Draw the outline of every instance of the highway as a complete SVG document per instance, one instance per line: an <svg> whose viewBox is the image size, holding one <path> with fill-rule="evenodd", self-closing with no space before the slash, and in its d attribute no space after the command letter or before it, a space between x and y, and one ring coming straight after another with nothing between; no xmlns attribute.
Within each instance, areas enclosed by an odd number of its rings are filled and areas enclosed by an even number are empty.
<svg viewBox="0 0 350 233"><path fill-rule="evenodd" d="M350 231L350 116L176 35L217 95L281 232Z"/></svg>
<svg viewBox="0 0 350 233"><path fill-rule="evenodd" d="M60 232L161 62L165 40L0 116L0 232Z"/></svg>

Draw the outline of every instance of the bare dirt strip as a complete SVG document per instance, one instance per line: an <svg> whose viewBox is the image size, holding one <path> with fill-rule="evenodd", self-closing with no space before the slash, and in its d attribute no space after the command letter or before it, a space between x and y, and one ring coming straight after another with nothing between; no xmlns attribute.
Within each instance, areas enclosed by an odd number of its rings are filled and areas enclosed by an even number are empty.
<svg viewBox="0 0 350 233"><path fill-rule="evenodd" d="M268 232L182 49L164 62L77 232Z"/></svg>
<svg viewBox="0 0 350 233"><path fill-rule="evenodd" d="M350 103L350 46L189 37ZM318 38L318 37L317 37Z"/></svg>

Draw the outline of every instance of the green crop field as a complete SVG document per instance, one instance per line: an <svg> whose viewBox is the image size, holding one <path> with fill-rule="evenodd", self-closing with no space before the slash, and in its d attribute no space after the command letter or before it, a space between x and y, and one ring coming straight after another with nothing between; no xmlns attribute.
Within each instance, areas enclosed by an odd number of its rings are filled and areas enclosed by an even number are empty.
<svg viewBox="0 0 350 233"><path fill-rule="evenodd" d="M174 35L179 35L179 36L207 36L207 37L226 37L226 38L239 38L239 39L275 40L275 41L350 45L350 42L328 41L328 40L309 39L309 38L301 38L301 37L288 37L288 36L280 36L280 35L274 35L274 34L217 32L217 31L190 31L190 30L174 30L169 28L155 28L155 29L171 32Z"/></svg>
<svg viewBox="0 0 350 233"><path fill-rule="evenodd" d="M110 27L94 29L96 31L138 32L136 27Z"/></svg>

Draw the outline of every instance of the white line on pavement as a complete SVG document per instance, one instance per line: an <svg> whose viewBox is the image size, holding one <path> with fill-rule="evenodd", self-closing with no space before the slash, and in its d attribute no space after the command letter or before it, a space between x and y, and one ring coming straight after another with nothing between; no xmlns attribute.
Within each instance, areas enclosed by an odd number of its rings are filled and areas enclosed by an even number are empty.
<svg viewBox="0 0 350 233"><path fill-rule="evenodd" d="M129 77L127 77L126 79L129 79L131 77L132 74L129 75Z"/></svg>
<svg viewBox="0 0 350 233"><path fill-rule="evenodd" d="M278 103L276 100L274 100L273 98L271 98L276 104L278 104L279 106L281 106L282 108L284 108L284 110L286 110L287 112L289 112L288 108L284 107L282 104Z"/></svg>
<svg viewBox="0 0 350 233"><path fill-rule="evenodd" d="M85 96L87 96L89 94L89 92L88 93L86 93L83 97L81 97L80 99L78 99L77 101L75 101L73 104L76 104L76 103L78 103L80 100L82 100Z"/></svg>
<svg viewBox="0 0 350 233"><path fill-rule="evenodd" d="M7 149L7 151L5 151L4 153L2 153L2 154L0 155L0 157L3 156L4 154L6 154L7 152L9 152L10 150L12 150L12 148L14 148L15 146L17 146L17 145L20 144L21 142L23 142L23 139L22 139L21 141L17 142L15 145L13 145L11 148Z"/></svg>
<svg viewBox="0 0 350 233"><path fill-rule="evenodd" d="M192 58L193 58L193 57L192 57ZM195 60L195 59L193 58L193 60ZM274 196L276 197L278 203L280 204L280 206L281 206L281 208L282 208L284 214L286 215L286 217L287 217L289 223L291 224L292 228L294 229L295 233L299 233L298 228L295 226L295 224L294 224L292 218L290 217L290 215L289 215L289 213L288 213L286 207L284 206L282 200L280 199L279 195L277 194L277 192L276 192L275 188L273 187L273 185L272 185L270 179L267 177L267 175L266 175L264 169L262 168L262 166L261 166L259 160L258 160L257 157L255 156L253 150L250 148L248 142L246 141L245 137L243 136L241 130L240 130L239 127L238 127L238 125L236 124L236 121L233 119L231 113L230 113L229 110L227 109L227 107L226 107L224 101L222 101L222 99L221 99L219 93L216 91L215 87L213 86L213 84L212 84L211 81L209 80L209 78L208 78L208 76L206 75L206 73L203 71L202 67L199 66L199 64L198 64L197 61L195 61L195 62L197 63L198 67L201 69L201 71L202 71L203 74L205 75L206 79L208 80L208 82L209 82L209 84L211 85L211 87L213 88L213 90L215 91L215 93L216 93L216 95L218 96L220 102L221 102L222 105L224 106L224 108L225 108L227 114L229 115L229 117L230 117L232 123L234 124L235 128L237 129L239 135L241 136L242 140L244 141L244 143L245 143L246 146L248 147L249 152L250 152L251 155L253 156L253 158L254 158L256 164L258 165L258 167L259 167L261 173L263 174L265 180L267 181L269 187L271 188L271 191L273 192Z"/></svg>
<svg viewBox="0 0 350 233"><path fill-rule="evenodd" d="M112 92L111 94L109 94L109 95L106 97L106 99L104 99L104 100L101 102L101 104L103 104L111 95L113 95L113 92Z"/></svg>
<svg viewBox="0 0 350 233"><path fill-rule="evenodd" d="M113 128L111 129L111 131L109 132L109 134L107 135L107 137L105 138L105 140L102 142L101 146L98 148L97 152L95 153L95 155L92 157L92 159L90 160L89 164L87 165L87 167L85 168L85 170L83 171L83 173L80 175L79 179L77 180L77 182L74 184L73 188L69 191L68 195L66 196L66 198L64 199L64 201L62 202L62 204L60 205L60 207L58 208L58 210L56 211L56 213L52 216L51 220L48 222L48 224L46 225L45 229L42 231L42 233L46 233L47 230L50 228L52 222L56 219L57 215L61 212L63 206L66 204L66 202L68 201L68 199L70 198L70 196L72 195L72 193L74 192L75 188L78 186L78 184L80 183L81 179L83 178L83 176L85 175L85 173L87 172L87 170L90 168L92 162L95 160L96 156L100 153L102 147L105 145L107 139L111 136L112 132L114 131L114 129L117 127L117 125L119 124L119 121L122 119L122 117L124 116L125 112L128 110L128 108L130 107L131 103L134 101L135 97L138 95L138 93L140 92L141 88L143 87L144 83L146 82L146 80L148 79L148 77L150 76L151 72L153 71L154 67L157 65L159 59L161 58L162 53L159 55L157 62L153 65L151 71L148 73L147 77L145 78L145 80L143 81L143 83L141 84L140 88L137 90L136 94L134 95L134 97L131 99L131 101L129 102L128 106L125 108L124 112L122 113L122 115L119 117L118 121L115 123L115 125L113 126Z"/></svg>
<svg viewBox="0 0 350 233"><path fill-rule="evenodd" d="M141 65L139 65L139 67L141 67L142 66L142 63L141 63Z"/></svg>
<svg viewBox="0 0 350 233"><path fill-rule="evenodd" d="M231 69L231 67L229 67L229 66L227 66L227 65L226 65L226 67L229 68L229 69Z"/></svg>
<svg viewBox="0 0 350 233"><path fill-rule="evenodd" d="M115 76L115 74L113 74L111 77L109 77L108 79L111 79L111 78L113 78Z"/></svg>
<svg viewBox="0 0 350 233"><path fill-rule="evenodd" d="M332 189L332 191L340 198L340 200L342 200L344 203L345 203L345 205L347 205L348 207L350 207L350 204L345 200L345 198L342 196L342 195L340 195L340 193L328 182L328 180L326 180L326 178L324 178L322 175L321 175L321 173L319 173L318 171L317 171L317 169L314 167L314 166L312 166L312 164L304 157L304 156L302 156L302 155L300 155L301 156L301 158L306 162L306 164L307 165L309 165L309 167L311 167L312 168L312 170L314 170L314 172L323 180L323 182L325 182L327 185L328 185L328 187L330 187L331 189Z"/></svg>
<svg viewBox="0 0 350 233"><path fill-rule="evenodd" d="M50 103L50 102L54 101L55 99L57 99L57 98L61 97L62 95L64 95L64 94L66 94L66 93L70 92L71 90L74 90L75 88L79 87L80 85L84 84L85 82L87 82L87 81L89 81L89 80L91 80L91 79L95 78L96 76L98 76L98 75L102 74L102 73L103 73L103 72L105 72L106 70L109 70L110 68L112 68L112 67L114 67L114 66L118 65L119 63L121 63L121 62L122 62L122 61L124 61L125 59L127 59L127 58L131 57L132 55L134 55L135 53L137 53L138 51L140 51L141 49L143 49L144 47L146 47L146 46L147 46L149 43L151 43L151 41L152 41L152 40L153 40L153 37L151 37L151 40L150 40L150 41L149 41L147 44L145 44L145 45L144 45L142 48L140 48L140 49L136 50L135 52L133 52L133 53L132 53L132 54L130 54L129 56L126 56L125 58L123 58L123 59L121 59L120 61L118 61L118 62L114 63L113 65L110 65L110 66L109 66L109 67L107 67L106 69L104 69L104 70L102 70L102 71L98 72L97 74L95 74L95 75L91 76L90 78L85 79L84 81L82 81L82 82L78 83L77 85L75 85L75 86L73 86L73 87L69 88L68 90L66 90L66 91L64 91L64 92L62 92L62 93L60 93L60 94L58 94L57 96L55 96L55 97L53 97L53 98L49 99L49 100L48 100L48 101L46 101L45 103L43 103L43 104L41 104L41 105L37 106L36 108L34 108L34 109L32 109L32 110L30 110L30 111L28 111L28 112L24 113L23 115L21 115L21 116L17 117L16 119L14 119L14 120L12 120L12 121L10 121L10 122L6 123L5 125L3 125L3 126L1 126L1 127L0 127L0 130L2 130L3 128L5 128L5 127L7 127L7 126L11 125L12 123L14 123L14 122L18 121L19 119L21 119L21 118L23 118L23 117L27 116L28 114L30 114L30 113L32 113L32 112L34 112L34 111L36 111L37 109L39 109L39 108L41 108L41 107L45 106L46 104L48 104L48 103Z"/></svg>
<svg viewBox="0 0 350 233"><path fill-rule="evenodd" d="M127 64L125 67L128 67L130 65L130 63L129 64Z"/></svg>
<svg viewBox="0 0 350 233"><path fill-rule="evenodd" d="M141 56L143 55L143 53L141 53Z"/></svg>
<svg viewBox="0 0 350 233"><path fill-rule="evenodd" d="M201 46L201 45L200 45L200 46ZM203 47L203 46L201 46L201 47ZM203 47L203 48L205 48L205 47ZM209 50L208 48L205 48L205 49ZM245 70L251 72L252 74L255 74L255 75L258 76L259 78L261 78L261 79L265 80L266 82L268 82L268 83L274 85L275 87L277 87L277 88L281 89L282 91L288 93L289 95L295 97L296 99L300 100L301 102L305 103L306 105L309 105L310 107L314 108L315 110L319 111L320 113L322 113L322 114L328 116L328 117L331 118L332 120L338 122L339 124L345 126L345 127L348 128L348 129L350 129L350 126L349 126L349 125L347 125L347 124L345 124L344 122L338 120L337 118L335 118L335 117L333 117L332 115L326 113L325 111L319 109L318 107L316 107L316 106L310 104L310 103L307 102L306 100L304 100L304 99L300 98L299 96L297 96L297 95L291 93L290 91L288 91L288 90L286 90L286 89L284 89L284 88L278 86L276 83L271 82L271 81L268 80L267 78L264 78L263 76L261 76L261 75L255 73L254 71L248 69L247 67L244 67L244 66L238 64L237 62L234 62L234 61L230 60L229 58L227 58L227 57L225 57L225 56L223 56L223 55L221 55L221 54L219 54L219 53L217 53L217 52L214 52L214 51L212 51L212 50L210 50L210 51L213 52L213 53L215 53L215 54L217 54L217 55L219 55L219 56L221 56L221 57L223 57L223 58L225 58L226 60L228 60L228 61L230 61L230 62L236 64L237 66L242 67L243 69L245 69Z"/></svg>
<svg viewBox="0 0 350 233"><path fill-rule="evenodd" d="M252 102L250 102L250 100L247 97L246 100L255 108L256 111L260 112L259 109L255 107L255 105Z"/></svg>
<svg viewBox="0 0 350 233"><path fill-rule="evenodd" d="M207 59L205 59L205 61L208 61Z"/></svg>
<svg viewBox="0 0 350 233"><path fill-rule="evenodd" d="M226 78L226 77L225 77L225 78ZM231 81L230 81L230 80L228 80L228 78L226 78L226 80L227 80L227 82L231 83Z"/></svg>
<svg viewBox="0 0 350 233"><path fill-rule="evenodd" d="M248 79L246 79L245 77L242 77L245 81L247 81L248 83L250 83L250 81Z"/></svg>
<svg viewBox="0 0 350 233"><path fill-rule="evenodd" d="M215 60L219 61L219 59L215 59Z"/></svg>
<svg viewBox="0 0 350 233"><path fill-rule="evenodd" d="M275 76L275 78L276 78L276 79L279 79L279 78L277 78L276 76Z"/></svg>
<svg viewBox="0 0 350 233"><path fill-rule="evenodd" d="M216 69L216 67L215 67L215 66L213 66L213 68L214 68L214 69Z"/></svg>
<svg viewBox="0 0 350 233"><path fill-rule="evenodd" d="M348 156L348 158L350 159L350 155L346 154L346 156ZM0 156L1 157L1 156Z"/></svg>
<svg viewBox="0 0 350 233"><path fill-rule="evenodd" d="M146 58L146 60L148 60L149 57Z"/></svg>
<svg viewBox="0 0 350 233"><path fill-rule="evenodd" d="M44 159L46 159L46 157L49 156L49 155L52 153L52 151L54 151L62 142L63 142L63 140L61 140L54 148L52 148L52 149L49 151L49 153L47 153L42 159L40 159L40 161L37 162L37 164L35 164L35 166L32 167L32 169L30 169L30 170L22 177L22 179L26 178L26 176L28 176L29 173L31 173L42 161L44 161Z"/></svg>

========

> [Task prompt] Note how many lines in the listing above contain the word "attribute" and give only that number.

> [Solution for this exercise] 4